Leave out the pictures and set down the rest of the listing below word for word.
━━━━━━
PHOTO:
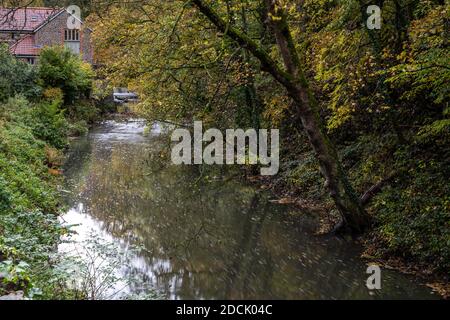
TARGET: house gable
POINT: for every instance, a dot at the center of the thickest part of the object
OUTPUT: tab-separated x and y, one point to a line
49	30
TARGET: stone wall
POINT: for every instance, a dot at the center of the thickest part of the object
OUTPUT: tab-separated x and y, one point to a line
53	34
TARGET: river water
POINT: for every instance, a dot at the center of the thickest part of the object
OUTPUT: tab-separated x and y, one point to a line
206	234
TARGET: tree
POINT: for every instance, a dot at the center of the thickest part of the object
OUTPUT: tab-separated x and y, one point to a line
292	78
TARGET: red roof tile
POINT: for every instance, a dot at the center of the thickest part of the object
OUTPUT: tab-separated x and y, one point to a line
25	47
25	19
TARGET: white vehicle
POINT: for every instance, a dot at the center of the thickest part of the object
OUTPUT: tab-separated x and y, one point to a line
122	95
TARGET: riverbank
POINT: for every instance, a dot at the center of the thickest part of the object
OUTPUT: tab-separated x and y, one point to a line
374	248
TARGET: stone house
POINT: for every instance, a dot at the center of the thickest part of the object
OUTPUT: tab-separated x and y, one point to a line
28	30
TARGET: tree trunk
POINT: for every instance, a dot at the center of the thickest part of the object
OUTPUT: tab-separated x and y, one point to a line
293	80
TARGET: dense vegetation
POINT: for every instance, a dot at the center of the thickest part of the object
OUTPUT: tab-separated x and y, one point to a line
40	106
367	107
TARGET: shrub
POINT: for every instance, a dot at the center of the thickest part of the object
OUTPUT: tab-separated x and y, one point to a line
59	68
16	77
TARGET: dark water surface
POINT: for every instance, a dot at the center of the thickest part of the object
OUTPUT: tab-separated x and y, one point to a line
209	238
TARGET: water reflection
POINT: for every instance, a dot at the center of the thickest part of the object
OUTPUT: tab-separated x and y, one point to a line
206	236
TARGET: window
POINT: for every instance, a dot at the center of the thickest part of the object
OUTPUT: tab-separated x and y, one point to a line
71	35
72	40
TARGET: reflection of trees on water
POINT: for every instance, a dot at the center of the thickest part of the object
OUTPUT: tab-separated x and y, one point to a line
209	239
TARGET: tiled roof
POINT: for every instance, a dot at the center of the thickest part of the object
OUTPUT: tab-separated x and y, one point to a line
25	47
25	19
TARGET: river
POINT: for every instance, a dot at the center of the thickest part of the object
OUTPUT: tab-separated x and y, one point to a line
205	234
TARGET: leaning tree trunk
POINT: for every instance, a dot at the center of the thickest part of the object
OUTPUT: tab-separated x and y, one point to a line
293	80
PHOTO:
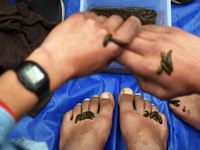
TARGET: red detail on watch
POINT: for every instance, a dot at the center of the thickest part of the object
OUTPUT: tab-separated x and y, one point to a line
8	110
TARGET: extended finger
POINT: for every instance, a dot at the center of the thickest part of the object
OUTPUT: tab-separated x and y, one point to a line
128	30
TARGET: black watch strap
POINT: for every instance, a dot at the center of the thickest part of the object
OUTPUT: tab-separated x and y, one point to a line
41	87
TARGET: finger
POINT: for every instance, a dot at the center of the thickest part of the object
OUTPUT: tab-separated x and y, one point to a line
156	28
139	103
113	23
128	30
147	105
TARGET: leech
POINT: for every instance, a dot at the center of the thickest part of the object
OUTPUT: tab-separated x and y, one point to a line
175	102
85	115
160	70
184	109
107	39
169	60
118	42
166	63
164	59
165	67
153	115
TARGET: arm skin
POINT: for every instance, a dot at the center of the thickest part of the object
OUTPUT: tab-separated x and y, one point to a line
73	49
143	57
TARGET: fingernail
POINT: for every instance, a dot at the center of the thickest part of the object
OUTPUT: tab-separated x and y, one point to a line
105	96
87	99
137	94
128	91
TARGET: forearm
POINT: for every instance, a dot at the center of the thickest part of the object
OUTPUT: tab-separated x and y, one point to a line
18	98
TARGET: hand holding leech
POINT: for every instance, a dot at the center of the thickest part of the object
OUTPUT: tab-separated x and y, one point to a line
143	57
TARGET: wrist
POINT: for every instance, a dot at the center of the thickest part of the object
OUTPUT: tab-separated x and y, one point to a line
51	66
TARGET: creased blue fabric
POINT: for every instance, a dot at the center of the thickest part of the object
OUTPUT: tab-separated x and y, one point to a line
46	126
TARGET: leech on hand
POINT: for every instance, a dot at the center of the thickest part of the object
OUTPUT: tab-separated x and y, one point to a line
116	41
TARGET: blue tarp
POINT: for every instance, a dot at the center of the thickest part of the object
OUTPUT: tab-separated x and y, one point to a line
46	126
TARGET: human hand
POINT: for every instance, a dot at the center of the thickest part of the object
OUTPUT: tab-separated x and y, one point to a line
143	58
75	47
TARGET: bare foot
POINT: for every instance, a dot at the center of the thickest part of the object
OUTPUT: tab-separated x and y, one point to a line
88	134
138	131
189	109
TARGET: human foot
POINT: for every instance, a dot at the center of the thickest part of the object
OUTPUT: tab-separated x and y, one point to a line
140	132
88	134
188	110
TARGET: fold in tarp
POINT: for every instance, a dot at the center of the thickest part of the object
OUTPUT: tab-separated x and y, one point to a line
46	126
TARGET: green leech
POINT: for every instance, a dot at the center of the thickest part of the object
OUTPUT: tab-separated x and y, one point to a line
164	58
107	39
85	115
169	60
160	70
165	67
174	101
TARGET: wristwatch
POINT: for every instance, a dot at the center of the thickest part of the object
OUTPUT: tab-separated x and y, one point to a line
33	77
━━━━━━
▶ [Your response]:
PHOTO:
TARGET: house gable
POINT: for every instance, a dot at the center of the thickest part of the object
OUTPUT: tab-separated x and y, one point to a line
49	30
TARGET: stone wall
POINT: for every instance, a dot at the center of the thickest part of the object
OUTPUT: tab-separated x and y, one point to a line
53	34
TARGET: river water
POINT: for every instance, a dot at the center of the thickest part of the object
OUTPUT: tab-separated x and y, one point to a line
206	234
TARGET: tree
POINT: for every instance, a dot at the center of the thickest part of the object
OUTPUT: tab-separated x and y, one point to a line
292	78
TARGET: red roof tile
POINT: for every instance, a dot at the center of the thickest part of the object
OUTPUT: tab-separated x and y, one point to a line
25	47
25	19
TARGET: white vehicle
POINT: for every instance, a dot at the center of the thickest part of the object
OUTPUT: tab-separated x and y, one point to a line
122	95
TARGET: riverbank
POINT: for every instance, a dot at the center of the thickest part of the object
OUTPUT: tab-separated x and y, one point to a line
374	248
TARGET: stone house
POINT: for every instance, a dot at the center of the thickest part of the object
OUTPUT: tab-separated x and y, one point to a line
28	30
TARGET: tree trunk
POINT: for every instance, a dot at the center of the thickest part of the object
OUTPUT: tab-separated x and y, one point to a line
293	80
TARGET: dense vegetation
POINT: for every instance, a dot at the center of the thickest part of the object
OUTPUT: tab-separated x and y, one point to a line
40	106
367	107
TARGET: shrub
POINT: for every instance, a dot at the center of the thickest part of the object
OUTPUT: tab-separated x and y, one point to a line
59	68
16	77
TARGET: dark water surface
POINT: for every instance, a dot at the center of the thickest part of the object
OUTPUT: tab-separated x and y, one point to a line
209	238
TARGET: water reflection
POINT: for every instance, a dot at the center of the thickest part of the object
OUTPUT: tab-separated x and y, one point to a line
206	236
TARGET: window
POINT: for every instance, a dot at the center of the thickest part of the object
OUTPUT: tab-separated x and y, one point to a line
71	35
72	40
TARGET: reflection of trees on water
POINT: for every instance, a dot at the center of the thickest part of the object
OUTPUT: tab-separated x and y, one point to a line
209	239
TARGET: tiled roof
POINT: for every instance, a dot at the center of the thickest part of the object
OUTPUT: tab-separated x and y, one point to a line
25	47
25	19
TARGET: river
POINT: for every instance, a dot at the center of the thickest part of the object
OUTPUT: tab-separated x and y, one point to a line
205	234
TARGET: leaning tree trunk
POINT: for every instance, a dot at the center of the thickest part of the object
OUTPUT: tab-separated x and y, one point to a line
293	80
PHOTO:
TARGET: red detail on watch
POINT: for every instance, a dot at the center of the thickest part of the object
OUTPUT: tab-separated x and y, one point to a line
8	110
TARGET: extended finger
POINT: for every instance, a dot at the center of the thickest part of the object
OUTPUT: tab-separated x and y, one point to a line
128	30
TARGET: black watch strap
POINT: for every instance, a dot at the center of the thickest part of the object
OUTPUT: tab-separated x and y, one point to a line
41	87
TARGET: finger
POINT: for every instance, a dot at the center of the thickest part of the object
OUTPUT: tab-separated x and y, one point to a line
156	28
139	103
113	23
128	30
147	105
TARGET: leech
POINT: for every instance, a dot at the center of the thickest part of the object
OUTPUT: tab-separated x and y, one point to a line
175	102
85	115
160	70
184	109
107	39
169	60
118	42
166	63
164	59
165	67
153	115
TARGET: arm skin
POINT: for every instance, a dot at the center of the thickest part of the object
OUTPUT: tab-separated x and y, one point to a line
73	49
143	57
TARGET: fingernail
POINT: for every instance, a dot at the center of the thickest part of the object
OUTPUT: tab-separated x and y, one point to a line
105	96
87	99
137	94
128	91
TARGET: forearm
POINT: for every instance, a dot at the center of the thickest part of the object
OUTPUT: tab-separated x and y, one point to a line
18	98
TARGET: hand holding leech
POINT: for every instance, a dot at the center of the thickest part of the object
OUTPUT: tab-separated x and y, one point to a line
143	57
TARGET: wrist
POINT: for every instance, a dot at the center of the thickest part of the object
OUTPUT: tab-separated x and y, one point to a line
51	66
TARGET: creased blue fabric
POINT: for every instance, a dot at the center of the thickest part of the object
OUTPUT: tab-separated x and y, one point to a line
46	126
TARGET: leech on hand
POINT: for every instance, a dot at the center of the thickest part of the object
OUTPUT: tab-separated x and y, one point to a line
116	41
TARGET: blue tarp
POINT: for every instance, a dot at the center of the thickest part of the object
OUTPUT: tab-separated x and y, one point to a line
46	126
TARGET: human hand
POINT: for every instance, a dot at the center of the thickest part of the object
OUTPUT: tab-separated x and y, one point to a line
143	58
75	47
TARGET: bare foot
POINT: for every instance, a dot at the center of the thickest part of the object
OUTPUT: tab-separated x and y, one point to a line
88	134
138	131
189	109
TARGET: human foot
POINT: for every instance, a dot at the center of the thickest part of the object
OUTPUT: tab-separated x and y, one point to a line
140	132
88	134
188	110
TARGET: fold in tarp
POINT: for every instance, a dot at the center of the thickest part of the object
OUTPUT: tab-separated x and y, one point to a line
46	126
TARGET: green leech
POINT: for every instance, a dot at the center of the thickest part of the object
OUTPUT: tab-separated x and y, one point to a line
164	58
107	39
85	115
169	60
160	70
165	67
174	101
TARGET: wristwatch
POINT: for every instance, a dot at the center of the thickest part of the object
OUTPUT: tab-separated x and y, one point to a line
33	77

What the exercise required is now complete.